◆ Texto para leitura ◆

Uma dor que não tem nome
A morte de um filho infringe as leis naturais da vida e da criação. É como se o relógio do universo, neste momento, girasse ao contrário.
A perda de um filho inverte a ordem natural das coisas e deixa pais órfãos de seus filhos, de seus sonhos e de sua expectativa de perpetuação da família.
Nos últimos dias acompanhamos, com pesar, não apenas a morte de um personagem importante do cenário da comédia e do cinema brasileiro.
Acompanhamos também a perda de uma mãe que gerou, gestou, pariu e teve seu filho tirado de seus braços por uma doença que não tem preferência na escolha de suas vítimas.
A morte do ator e comediante Paulo Gustavo suscitou sentimentos de luto e pesar, não apenas por sua perda, mas porque com sua partida nos tornamos também um pouco órfãos.
Com sua morte, morreu também a Dona Hermínia, de quem todos nos sentimos um pouco filhos em algum momento, pois ela condensa características típicas de todas as mães.
Nesta semana, não apenas a senhora Déa Lúcia perdeu seu filho. Várias mães anônimas ficaram desamparadas com o ataque homicida ocorrido no interior de Santa Catarina. Vidas sem preço tiradas em troca de nada.
No entanto, a morte de um filho não pode ser nomeada, visto que não sendo esperada, não se criou um termo para se referir a ela. Quando se perde um dos pais, torna-se órfão.
Quando a morte é do companheiro, torna-se viúvo ou viúva. Mas a morte de um filho é a dor que não se nomeia.
Essa dor tem endereço, tem rosto, mas não tem nome. Porque ao se perder um filho, morre e sepulta-se junto sonhos de uma vida, projetos, expectativas.
Junto com um filho, pais sepultam a ideia de perpetuação da própria vida, de manterem-se vivos através dos olhos de seus filhos.
Com a morte de um filho, pais sepultam uma parte de si mesmos. Por isso não, essa perda não tem nome porque não pode ser nomeada.
E é uma dor solitária, que cabe apenas àquele a quem foi endereçada. Nesta hora, oferecer a mão, o ombro, os ouvidos e se colocar numa escuta ativa e sincera é o que se pode oferecer ao outro.

◆ Objetivo da tarefa ◆
De acordo com o texto sobre a perda de um filho, o que uma pessoa se torna quando perde um dos pais?

◆ Dados para análise ◆
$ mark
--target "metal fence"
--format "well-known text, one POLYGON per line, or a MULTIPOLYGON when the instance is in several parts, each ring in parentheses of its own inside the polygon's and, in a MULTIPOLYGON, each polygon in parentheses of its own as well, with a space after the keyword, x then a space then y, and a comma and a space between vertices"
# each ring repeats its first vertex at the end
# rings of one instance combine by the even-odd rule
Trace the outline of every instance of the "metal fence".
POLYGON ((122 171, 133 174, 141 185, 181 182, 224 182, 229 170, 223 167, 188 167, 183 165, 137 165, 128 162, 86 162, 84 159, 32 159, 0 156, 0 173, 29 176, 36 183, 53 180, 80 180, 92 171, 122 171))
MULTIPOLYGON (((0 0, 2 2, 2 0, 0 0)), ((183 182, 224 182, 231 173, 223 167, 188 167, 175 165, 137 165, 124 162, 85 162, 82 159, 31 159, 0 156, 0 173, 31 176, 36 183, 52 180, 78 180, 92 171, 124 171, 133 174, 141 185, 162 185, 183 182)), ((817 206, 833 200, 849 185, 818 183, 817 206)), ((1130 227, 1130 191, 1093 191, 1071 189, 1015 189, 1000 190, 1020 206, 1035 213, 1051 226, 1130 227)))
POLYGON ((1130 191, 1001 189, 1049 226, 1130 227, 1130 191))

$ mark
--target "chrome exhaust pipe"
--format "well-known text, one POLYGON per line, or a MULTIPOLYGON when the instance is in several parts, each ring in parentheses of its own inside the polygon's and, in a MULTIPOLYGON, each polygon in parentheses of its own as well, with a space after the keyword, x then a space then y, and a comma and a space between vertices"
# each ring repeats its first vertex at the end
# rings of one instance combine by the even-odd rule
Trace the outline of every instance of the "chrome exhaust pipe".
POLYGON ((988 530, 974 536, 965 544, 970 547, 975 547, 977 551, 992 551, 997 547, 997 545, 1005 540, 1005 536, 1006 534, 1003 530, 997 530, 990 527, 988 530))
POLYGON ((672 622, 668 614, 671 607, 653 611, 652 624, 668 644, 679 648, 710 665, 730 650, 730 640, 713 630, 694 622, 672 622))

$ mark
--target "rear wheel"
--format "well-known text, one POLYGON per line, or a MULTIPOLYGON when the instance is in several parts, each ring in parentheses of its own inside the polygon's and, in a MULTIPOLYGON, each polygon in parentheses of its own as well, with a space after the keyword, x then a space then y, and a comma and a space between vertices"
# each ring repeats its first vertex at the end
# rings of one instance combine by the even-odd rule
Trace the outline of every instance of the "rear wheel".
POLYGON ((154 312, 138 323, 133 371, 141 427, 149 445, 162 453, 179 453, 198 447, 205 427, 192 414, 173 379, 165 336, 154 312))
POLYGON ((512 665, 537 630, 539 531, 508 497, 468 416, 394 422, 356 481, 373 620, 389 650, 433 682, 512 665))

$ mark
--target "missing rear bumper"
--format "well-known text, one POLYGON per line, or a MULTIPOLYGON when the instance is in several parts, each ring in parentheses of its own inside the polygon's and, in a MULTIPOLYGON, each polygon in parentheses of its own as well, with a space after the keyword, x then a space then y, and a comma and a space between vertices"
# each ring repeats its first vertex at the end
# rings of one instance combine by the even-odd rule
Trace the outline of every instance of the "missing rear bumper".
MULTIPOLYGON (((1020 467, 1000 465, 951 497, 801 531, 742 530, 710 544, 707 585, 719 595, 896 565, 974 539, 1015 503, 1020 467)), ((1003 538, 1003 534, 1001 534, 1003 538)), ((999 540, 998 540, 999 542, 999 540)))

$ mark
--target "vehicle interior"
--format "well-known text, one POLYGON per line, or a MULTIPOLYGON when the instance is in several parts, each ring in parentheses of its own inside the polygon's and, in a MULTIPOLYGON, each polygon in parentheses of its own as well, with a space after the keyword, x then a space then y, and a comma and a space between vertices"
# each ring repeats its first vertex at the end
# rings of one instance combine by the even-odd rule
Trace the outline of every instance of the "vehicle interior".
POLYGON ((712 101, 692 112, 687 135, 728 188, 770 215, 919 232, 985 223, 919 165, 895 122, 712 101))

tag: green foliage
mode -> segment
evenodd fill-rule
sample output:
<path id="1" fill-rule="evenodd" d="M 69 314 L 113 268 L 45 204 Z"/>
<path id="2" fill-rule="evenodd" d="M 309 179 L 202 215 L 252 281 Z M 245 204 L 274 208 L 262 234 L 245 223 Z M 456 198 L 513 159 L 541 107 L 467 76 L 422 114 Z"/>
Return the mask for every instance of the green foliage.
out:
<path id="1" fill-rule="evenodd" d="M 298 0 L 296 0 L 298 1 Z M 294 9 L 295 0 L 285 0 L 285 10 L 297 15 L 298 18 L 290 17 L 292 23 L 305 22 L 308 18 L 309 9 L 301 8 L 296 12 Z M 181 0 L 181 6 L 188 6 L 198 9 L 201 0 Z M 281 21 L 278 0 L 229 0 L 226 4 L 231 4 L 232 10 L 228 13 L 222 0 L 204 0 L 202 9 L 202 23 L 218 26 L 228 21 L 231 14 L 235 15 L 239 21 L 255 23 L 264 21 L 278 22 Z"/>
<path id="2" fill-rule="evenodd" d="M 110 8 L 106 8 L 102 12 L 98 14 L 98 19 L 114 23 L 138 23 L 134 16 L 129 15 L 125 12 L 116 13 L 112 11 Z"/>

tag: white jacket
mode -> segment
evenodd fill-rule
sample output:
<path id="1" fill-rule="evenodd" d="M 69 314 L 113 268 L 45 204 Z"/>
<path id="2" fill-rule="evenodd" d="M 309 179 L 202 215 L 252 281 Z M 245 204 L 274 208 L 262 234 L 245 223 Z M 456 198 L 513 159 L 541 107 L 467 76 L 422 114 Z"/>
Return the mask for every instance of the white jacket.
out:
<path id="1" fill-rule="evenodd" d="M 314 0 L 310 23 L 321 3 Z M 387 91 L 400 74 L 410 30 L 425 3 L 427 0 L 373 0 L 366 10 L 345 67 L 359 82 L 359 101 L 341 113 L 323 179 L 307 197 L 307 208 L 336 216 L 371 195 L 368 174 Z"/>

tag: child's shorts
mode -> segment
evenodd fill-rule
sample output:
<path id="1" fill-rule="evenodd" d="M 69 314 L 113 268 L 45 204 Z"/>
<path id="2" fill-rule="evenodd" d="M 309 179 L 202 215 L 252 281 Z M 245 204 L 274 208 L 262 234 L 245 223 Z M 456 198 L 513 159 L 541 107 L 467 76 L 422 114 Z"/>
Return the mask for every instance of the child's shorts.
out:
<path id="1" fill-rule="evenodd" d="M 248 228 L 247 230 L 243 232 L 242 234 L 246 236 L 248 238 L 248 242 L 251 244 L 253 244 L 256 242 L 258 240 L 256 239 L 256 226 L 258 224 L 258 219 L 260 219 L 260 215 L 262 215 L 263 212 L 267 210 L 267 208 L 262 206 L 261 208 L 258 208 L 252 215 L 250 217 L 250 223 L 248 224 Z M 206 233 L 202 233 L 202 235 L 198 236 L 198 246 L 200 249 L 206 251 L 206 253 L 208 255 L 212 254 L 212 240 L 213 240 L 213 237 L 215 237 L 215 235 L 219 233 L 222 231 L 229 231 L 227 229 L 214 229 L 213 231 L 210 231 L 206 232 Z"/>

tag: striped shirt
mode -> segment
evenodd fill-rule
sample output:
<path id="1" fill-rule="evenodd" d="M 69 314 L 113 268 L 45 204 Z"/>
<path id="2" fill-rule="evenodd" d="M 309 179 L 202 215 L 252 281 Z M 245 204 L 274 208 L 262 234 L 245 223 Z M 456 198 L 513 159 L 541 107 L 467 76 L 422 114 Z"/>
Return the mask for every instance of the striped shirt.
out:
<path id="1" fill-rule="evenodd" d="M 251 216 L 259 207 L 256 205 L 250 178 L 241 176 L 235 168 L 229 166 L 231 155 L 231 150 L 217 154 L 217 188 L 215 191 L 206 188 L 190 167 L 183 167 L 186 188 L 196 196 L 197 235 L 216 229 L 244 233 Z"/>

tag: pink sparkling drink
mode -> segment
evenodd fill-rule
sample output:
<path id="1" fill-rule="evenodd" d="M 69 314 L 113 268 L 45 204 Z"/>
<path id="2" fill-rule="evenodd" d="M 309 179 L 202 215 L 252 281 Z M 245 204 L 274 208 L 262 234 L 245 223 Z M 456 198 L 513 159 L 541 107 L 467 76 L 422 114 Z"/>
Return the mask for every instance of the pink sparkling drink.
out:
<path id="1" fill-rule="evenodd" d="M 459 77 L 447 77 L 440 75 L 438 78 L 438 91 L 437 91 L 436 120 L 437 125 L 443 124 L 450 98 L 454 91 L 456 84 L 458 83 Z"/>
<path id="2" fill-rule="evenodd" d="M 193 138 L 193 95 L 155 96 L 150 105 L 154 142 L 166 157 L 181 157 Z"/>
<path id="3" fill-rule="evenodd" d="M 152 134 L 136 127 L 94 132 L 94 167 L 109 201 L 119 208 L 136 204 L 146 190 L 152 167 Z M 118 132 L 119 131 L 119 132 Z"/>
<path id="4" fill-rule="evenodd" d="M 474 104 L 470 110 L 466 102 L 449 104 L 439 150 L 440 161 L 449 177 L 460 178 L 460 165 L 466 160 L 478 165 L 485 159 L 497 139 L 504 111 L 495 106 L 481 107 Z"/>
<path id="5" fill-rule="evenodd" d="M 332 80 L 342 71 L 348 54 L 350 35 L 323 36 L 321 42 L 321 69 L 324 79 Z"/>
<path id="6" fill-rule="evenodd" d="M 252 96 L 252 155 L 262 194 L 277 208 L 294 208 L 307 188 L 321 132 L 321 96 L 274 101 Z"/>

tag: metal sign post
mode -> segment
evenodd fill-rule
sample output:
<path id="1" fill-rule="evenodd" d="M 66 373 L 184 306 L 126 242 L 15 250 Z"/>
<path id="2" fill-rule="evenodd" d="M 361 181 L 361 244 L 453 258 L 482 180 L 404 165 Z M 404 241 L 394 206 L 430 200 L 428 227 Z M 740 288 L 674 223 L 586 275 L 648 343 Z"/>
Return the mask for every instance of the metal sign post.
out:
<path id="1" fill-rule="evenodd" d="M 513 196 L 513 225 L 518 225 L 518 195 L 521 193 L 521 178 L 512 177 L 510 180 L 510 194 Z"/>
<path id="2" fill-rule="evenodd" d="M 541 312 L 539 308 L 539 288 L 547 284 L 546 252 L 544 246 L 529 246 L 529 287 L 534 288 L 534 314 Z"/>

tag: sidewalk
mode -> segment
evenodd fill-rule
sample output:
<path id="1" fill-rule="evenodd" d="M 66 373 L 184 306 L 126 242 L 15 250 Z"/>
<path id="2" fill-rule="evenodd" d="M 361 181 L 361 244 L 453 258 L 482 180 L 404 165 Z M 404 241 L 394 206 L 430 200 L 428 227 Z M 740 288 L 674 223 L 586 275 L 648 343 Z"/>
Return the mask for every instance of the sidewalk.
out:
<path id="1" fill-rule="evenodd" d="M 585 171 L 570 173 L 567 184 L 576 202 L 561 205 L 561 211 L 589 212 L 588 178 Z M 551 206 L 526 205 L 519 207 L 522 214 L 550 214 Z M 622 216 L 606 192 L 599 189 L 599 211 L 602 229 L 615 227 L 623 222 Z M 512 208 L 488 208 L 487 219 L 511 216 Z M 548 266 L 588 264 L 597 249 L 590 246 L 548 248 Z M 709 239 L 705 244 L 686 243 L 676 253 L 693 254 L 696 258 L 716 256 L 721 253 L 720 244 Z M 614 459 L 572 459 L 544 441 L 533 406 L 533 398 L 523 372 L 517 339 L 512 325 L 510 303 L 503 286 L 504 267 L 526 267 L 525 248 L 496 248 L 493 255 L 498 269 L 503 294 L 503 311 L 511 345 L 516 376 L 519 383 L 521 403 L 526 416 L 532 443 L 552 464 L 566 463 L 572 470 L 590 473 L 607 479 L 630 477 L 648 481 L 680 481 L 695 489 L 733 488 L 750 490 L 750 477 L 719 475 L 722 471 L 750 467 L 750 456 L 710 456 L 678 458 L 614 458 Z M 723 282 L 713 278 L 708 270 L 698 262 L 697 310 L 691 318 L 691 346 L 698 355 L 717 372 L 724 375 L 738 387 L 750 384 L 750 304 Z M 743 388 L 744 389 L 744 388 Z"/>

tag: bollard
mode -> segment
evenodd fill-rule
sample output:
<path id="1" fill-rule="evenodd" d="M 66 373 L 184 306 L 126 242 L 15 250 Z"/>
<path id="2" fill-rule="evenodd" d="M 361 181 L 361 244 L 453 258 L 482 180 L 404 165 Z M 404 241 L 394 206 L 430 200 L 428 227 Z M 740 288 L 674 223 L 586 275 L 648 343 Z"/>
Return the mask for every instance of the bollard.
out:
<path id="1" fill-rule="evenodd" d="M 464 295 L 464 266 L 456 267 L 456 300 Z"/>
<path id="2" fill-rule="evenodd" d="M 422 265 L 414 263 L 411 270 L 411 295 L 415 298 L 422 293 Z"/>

◆ Resposta esperada ◆
Torna-se órfão.